**WHAT IS ASKED**
Lay out each line of the records below as a Markdown table with the columns Row and Line, numbering the rows and skipping blank lines. Leave the pictures out of the table.
··· GIVEN RECORDS
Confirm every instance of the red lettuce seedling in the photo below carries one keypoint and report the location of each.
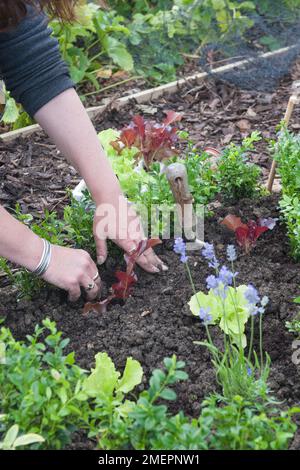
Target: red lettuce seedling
(154, 141)
(126, 280)
(247, 234)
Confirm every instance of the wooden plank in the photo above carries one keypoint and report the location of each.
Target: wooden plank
(153, 93)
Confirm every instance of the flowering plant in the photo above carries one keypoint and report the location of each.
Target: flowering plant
(230, 307)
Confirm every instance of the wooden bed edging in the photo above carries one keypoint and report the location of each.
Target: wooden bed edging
(147, 95)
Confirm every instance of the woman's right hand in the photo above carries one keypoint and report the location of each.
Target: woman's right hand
(72, 269)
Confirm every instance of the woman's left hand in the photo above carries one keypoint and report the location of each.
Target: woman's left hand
(115, 219)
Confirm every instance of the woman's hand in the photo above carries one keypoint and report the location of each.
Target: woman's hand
(116, 219)
(72, 270)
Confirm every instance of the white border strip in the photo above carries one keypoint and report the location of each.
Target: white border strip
(152, 93)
······
**TASK RESPONSE**
| Row | Line |
|---|---|
| 1 | Confirm every instance of the red lettuce seedling in the photo below carries one keypoint and report the location of each. |
| 2 | Target: red lettuce seedling |
| 3 | (154, 141) |
| 4 | (126, 280) |
| 5 | (247, 234) |
| 6 | Confirm every instance of the wooden plank in the photo above carries one keypoint and report the location of each. |
| 7 | Target: wooden plank |
| 8 | (153, 93) |
| 9 | Confirm every instance of the flowering plant in the photo above carries one keypoint and report the location of each. |
| 10 | Target: flowering plant |
| 11 | (230, 307) |
| 12 | Confirm every instance of the wooden bed edging in the photo above carries one keypoint and report the location of each. |
| 13 | Target: wooden bed edging |
| 14 | (147, 95) |
| 15 | Confirm every instance of the woman's right hand in the photo above carries one keypoint and report the location of each. |
| 16 | Target: woman's right hand |
| 17 | (72, 269) |
| 18 | Confirm every instance of the woman's left hand in the photo above carries one keypoint and report the location of each. |
| 19 | Target: woman's left hand |
| 20 | (115, 219) |
| 21 | Confirm every instance of the woman's hand in the photo above carries one keypoint and report the location of each. |
| 22 | Target: woman's hand |
| 23 | (116, 219) |
| 24 | (72, 270) |
| 25 | Confirm every instance of the white border strip in the photo above carries one keypoint and report the location of each. |
| 26 | Target: white border strip |
| 27 | (152, 93) |